Exactly reproduce each record listed below.

GIVEN ENTRIES: Begin

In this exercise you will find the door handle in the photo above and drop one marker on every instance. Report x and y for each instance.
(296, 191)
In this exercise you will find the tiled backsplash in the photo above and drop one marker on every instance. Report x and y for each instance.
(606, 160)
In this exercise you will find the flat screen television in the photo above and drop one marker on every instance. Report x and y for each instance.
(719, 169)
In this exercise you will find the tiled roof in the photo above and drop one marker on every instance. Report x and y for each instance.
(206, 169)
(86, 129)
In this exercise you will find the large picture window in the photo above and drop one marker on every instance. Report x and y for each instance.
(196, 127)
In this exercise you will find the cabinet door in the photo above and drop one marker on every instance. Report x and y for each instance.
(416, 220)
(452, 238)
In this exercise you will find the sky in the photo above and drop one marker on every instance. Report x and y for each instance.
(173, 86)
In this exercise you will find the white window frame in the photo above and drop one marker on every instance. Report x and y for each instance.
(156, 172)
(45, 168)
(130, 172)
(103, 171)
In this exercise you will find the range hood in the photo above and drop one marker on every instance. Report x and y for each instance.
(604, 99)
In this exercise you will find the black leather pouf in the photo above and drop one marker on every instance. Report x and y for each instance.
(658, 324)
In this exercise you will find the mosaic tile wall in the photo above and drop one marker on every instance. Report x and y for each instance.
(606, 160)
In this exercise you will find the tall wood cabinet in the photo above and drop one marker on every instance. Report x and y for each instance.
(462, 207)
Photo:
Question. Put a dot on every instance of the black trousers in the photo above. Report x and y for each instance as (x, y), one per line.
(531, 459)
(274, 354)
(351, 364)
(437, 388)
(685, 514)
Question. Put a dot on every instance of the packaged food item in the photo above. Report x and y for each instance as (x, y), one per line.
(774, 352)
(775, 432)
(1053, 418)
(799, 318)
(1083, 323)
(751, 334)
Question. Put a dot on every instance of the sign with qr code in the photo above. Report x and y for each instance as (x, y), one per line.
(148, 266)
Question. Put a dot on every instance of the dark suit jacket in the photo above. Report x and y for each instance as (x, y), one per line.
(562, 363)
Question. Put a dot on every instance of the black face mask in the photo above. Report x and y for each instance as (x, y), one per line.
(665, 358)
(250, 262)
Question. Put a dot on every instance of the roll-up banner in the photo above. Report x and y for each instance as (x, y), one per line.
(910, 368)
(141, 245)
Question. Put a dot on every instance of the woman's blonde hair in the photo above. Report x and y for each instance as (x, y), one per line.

GIVEN ENTRIES: End

FINISHED TASK -
In this exercise you will find the door handle in the photo above and drop one marker on every instance. Report x and y for each instance.
(296, 191)
In this exercise you will find the tiled backsplash in the photo above and drop one marker on every instance. Report x and y for each instance.
(606, 160)
In this exercise you will find the flat screen television in the photo above and drop one marker on every instance. Report x and y for each instance.
(719, 169)
In this exercise you will find the tiled roof in the photo above and drop one marker on every instance. Report x and y for each instance.
(206, 169)
(86, 129)
In this exercise you will find the large picture window in the photo above and drop one marker on every instance. Report x and y for each instance.
(196, 127)
In this exercise you will find the cabinet door in the photo above and drop one marker on every instance. Report x and y for each instance.
(416, 220)
(452, 238)
In this exercise you will find the sky in the photo above and drop one marker on every instance. Report x and y for each instance.
(173, 86)
In this exercise you will find the white window frame in the photo above and drop one marker on every instance. Report x and y for each instance.
(156, 172)
(45, 168)
(130, 172)
(103, 171)
In this exercise you will find the range hood in the photo above and drop one marker on every instance. Report x and y for each instance.
(604, 99)
In this exercise you will find the black leather pouf in the photo above and drop one marker on every instance. Report x and y for each instance.
(658, 324)
In this exercise you will find the mosaic tile wall in the photo above and drop one marker on every instance. Report x and y for each instance.
(606, 160)
In this exercise you will find the tall wood cabinet in the photo above and drop one marker on every instance. Report x and y for each instance.
(462, 207)
Photo:
Question. Put a dot on every instance of the black trousers in the photo above. Report x and y for each instance as (x, y), one per line.
(531, 459)
(274, 354)
(351, 364)
(437, 388)
(685, 514)
Question. Put a dot on every instance of the packaged food item in the photo above. Report x and y for each instance as (x, y), one per line.
(774, 352)
(775, 432)
(1053, 418)
(799, 318)
(1083, 323)
(751, 334)
Question. Put a dot on every instance of the sign with qr code in the photo above. Report x and y for each instance as (x, y), one per line.
(148, 266)
Question. Put a dot on every instance of the dark suit jacket in the photo above. Report x and y for each instance as (x, y), one per line.
(562, 363)
Question. Put a dot on every instance of the black face mask in the photo above. Report x and y for each instance as (x, y), one per line.
(665, 358)
(250, 262)
Question. Put a dot on every instance of the roll-up banner in the photo above. Report x and y for each instance as (x, y), one per line.
(910, 368)
(141, 245)
Question. Put a dot on every instance of the woman's blonde hair in the photo above. Report x and y for each instance as (x, y), one per line.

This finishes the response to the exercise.